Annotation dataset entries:
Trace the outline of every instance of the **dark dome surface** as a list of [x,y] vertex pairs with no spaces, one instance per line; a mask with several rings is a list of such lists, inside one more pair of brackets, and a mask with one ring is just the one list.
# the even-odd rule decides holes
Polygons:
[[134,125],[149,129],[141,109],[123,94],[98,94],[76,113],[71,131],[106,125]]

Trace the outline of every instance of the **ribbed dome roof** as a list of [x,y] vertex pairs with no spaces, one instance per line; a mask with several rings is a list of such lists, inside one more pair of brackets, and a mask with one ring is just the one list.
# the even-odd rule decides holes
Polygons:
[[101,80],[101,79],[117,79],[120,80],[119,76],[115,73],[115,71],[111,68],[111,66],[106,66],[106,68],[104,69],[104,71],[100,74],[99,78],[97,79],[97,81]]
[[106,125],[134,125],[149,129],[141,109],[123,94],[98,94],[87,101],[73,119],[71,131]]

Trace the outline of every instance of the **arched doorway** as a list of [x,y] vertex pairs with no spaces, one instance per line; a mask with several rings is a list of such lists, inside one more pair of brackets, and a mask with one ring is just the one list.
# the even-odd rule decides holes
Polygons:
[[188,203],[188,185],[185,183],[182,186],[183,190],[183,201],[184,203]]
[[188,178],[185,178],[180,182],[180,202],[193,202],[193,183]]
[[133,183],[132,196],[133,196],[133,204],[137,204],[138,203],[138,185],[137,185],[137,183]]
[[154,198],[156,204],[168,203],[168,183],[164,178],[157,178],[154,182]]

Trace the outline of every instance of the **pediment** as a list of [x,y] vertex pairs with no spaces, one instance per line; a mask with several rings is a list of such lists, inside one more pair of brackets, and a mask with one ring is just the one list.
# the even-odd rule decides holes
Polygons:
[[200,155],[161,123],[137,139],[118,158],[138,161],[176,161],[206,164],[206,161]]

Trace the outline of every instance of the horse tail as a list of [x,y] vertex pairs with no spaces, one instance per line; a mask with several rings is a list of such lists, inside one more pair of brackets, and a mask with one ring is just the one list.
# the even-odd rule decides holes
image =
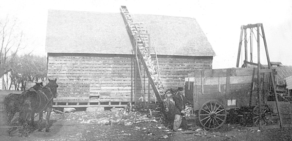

### Exercise details
Can you reproduce every one of the records above word for word, with the pictures left out?

### Expected answer
Trace the outline of every instance of the **dark dome surface** as a list of [x,y] vertex pairs with no spaces, one instance per line; a mask with several rings is a list of such lists, inside one more pair of brackets, and a mask with one ring is just the one list.
# the even-odd rule decides holes
Polygons:
[[134,125],[149,129],[141,109],[123,94],[98,94],[76,113],[71,131],[106,125]]

Trace the outline of every instance of the **ribbed dome roof** as a list of [x,y] vertex pairs with no spaces, one instance per line; a mask with several rings is a list of such lists, inside one more pair of brackets, and a mask with one ring is just the one list.
# the even-odd rule decides holes
Polygons:
[[101,80],[101,79],[117,79],[120,80],[119,76],[115,73],[115,71],[111,68],[111,66],[106,66],[106,68],[104,69],[104,71],[100,74],[99,78],[97,79],[97,81]]
[[106,125],[134,125],[149,129],[141,109],[123,94],[98,94],[87,101],[73,119],[71,131]]

Trace the outline of every instance of the **arched doorway** as a list of [x,y] vertex pairs with no spaces, one instance per line; a mask with several rings is a list of such lists, inside one more pair of brackets, and a mask with one ring is just the one list.
# the even-odd rule decides holes
Polygons:
[[188,203],[188,185],[185,183],[182,186],[183,190],[183,201],[184,203]]
[[188,178],[185,178],[180,182],[180,202],[193,202],[193,183]]
[[133,183],[132,196],[133,196],[133,204],[137,204],[138,203],[138,185],[137,185],[137,183]]
[[154,198],[156,204],[168,203],[168,183],[164,178],[157,178],[154,182]]

Trace the outline of every instance of the **pediment** as a list of [x,y] vertex pairs with no spaces, one instance per line; a mask with several rings is a list of such lists, inside one more pair of brackets, and a mask with one ring is just the one list.
# the even-odd rule decides holes
Polygons:
[[200,155],[161,123],[137,139],[118,158],[138,161],[176,161],[206,164],[206,161]]

Trace the outline of every instance of the horse tail as a list of [x,y] vertex pairs with no spaces, one instance per line; a mask with several rings is a list of such lists, inside one more pair of brackets, and a mask with one ring is just the one list.
# the even-odd rule decides holes
image =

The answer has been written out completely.